* ОТРЫВОК ДЛЯ ЧТЕНИЯ:

==*==

Возведение внутреннего мира и выработка видимости приватного – вот темы Просвещения, имеющие наибольшее подрывное значение. По сей день так и не удалось полностью выяснить, какой социальный носитель дал толчок для движения Просвещения в этом направлении. К амбивалентностям Просвещения относится то, что социологически, политически и с точки зрения экономики образования может быть обоснован интеллект, но никак не «мудрость», не самопостижение. Субъект радикального Я-Просвещения не позволяет достоверно идентифицировать себя в социальном плане – даже если метод этого Просвещения имеет надежную реалистической основу.

В этом пункте большинство обществ, как представляется, осознанно стремится избежать Просвещения. Разве и Ницше не предостерегал от того «направленного против жизни Просвещения», которое затрагивает наши самообманы, которые питают нашу жизнь? Можем ли мы позволить себе трогать «базисные фикции»: приватность, личность и идентичность? Во всяком случае, старые и новые консерваторы совместно пришли к «позиции», заставляющей их защищать от всех посягательств рефлексии свои «различные неизбежные виды жизненной лжи», без которых не существовало бы никакого самосохранения. Стоит ли особо говорить, что при этом на помощь им приходит общий страх перед самопознанием, который соперничает с любопытством. Так и продолжается везде и всюду спектакль, разыгрываемый всерьез замкнувшимися в себе Я – и продолжается даже там, где уже давно есть средства обеспечить себе лучшее знание. Именно Я, стоящее поперек всех и всяческих политических фронтов в обществе, и обеспечивает самое решительное сопротивление решительному Просвещению. Едва ли кто-то потерпел бы, чтобы на это место вступила радикальная рефлексия, в том числе и многие из тех, кто считает себя просветителями. Танец вокруг золотого тельца идентичности – это последнее и величайшее упоение анти-Просвещения. Идентичность – так звучит волшебное заклинание отчасти тайного, отчасти явного консерватизма; личная идентичность, профессиональная идентичность, национальная идентичность, политическая идентичность, женская идентичность, мужская идентичность, классовая идентичность, партийная идентичность и т. п. – вот что написано на его знаменах. Одного только перечисления этих существенных требований идентичности уже в принципе было бы достаточно, чтобы проиллюстрировать множественный и изменчивый характер того, что называют идентичностью. Но об идентичности так никто бы и не заговорил, если бы – в основе – речь не шла об устойчивой форме Я.

==*==

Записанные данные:
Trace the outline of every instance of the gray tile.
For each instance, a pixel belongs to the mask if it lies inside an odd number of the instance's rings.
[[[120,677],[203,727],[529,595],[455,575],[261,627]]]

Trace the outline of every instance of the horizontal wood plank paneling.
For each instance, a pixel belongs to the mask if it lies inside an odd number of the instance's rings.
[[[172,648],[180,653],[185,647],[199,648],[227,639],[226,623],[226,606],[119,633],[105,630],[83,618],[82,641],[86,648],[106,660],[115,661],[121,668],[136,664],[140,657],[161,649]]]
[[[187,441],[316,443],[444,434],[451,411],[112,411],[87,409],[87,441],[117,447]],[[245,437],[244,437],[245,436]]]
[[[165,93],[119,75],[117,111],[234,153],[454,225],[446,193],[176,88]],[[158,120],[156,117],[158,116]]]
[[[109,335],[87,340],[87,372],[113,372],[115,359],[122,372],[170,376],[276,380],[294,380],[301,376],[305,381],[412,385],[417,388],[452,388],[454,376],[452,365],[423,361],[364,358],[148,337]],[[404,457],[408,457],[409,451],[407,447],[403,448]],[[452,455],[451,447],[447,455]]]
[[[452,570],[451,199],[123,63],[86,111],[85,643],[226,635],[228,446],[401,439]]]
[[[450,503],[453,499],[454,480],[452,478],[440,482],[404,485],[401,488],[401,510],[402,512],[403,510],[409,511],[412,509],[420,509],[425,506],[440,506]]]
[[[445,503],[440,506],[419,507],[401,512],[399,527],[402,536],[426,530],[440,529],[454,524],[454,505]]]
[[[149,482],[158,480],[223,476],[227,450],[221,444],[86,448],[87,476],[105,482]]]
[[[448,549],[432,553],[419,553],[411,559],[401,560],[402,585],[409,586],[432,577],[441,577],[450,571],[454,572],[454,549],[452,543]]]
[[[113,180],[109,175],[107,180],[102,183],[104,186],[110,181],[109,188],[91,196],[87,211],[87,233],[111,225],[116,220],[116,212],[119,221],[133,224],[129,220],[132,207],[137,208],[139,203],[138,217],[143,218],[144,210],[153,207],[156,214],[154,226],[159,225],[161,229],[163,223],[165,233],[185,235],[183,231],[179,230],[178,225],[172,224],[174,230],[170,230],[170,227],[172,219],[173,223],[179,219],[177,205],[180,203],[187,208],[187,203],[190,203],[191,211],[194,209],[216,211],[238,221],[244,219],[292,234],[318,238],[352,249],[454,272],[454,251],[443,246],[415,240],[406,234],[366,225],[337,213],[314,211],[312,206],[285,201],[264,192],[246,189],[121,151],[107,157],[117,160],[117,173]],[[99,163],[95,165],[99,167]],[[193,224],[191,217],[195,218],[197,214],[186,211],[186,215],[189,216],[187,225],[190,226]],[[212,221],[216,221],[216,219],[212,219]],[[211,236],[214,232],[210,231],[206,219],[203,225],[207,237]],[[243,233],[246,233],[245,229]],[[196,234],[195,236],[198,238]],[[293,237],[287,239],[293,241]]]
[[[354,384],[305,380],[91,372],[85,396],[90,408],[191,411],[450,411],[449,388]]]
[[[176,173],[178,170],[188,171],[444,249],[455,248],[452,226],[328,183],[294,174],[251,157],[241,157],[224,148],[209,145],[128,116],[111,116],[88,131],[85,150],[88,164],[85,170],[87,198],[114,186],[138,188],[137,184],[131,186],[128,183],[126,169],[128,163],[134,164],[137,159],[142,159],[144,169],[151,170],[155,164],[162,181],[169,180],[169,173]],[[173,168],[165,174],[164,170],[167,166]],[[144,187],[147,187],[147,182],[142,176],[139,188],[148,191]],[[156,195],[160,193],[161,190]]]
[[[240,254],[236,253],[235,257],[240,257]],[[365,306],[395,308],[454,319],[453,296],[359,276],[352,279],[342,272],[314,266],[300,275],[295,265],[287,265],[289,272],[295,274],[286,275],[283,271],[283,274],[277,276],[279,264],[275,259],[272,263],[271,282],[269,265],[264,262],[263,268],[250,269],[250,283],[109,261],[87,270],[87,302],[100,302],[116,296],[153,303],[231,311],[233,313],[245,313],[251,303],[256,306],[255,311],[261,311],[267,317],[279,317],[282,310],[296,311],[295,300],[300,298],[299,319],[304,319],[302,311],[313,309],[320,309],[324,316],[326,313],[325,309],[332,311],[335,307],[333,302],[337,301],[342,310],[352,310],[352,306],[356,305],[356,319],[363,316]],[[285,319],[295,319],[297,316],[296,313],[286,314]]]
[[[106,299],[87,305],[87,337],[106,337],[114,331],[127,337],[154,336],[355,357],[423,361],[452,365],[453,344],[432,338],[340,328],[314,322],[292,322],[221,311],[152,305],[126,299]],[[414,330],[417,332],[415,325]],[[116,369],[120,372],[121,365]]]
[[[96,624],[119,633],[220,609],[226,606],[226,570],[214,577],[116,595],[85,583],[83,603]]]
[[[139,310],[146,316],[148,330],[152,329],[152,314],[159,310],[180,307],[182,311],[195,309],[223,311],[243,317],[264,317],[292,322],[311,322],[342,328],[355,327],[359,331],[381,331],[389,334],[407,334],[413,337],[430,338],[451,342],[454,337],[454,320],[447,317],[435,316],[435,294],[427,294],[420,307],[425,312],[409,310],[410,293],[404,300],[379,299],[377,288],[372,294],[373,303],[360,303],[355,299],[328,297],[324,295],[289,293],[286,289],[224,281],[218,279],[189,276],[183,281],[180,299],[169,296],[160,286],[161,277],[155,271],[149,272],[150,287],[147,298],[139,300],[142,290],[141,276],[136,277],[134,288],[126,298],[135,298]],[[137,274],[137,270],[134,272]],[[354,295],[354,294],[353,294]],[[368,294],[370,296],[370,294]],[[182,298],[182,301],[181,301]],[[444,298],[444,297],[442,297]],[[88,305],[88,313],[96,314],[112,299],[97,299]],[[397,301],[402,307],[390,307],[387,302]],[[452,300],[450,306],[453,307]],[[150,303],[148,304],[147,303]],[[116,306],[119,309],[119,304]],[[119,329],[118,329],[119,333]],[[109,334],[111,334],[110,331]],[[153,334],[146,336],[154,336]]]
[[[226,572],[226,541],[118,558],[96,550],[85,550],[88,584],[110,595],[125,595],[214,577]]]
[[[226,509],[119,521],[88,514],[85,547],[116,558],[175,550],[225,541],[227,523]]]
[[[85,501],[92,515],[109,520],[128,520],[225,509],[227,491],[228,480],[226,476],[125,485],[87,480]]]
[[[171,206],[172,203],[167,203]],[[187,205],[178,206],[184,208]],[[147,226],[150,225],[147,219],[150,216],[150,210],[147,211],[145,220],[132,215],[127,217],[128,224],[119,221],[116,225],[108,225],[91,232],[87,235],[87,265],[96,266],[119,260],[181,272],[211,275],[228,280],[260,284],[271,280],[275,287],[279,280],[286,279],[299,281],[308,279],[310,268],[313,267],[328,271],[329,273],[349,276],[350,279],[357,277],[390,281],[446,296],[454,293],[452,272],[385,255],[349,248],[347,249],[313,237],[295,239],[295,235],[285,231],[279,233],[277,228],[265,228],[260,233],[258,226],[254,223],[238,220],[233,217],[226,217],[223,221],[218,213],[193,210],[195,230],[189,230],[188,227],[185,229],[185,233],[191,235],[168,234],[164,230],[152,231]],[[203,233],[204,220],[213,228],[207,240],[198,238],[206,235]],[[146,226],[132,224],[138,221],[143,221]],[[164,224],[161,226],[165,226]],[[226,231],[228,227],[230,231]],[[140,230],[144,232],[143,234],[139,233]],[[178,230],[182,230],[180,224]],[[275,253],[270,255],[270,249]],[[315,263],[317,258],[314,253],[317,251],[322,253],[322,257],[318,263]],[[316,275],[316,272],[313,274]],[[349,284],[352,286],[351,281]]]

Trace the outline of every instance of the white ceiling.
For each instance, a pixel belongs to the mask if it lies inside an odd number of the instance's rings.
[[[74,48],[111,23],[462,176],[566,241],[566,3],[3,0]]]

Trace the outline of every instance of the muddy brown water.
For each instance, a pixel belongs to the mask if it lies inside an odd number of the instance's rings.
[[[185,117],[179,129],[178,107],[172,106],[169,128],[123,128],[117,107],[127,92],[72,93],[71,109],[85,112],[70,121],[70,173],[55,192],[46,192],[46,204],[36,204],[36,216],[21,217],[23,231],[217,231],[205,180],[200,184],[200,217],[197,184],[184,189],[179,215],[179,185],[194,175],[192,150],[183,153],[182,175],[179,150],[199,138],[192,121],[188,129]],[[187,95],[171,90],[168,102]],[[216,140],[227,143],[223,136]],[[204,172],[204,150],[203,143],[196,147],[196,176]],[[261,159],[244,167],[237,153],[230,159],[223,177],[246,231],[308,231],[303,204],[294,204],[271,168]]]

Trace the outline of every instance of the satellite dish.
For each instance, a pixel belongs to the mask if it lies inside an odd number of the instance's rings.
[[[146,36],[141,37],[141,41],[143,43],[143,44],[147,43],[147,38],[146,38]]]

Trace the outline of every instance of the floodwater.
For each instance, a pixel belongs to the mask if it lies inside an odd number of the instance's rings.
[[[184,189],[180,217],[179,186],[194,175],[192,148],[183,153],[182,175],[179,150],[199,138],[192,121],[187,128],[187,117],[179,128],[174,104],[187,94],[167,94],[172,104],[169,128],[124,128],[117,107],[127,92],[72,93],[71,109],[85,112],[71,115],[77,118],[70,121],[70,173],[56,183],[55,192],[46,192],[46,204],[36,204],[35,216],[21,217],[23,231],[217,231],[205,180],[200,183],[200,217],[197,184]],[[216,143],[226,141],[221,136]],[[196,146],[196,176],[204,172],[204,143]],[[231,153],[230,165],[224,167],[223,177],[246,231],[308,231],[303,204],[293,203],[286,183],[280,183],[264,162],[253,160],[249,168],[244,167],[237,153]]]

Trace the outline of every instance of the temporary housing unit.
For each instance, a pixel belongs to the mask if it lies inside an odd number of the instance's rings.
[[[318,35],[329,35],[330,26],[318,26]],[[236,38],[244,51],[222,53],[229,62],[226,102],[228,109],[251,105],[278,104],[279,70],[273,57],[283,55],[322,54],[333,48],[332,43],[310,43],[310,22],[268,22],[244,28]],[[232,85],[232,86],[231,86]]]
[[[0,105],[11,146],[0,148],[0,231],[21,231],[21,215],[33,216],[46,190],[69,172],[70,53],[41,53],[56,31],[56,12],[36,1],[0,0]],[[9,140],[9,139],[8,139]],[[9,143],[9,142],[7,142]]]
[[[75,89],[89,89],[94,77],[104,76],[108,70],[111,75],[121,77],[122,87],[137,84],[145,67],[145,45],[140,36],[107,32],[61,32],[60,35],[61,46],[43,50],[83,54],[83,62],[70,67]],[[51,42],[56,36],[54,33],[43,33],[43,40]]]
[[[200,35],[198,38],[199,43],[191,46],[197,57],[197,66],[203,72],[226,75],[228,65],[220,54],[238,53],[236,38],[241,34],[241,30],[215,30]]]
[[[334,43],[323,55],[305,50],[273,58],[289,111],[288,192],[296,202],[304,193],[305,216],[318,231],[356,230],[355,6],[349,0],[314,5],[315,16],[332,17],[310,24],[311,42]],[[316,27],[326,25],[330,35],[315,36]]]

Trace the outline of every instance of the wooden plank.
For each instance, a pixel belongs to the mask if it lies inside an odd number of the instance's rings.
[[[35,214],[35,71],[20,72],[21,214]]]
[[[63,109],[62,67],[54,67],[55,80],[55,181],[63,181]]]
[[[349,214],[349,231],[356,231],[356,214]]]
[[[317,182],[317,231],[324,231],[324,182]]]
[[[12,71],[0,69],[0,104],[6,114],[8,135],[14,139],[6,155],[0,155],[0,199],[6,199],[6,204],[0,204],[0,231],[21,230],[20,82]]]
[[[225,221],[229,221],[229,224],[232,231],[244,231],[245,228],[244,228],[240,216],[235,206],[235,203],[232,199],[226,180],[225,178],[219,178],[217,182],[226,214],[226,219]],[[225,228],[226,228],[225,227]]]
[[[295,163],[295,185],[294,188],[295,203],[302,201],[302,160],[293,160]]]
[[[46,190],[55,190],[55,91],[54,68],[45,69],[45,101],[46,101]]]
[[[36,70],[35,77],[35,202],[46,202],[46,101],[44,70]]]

==*==

* ЧТО ТРЕБУЕТСЯ:
1. Измените фрагмент отрывка о Просвещении, начиная со слов «Возведение внутреннего мира» и заканчивая словами «надежную реалистической основу.»: замените «интеллект» на «разум» и приведите фрагмент целиком.
2. Воспроизведите дословно записи, начиная с самого их начала и заканчивая строкой, содержащей «[[[120,677],[203,727],[529,595],[455,575],[261,627]]]», включая обе границы.

* В ОТВЕТ:
1.
Возведение внутреннего мира и выработка видимости приватного – вот темы Просвещения, имеющие наибольшее подрывное значение. По сей день так и не удалось полностью выяснить, какой социальный носитель дал толчок для движения Просвещения в этом направлении. К амбивалентностям Просвещения относится то, что социологически, политически и с точки зрения экономики образования может быть обоснован разум, но никак не «мудрость», не самопостижение. Субъект радикального Я-Просвещения не позволяет достоверно идентифицировать себя в социальном плане – даже если метод этого Просвещения имеет надежную реалистической основу.

2.
Trace the outline of every instance of the gray tile.
For each instance, a pixel belongs to the mask if it lies inside an odd number of the instance's rings.
[[[120,677],[203,727],[529,595],[455,575],[261,627]]]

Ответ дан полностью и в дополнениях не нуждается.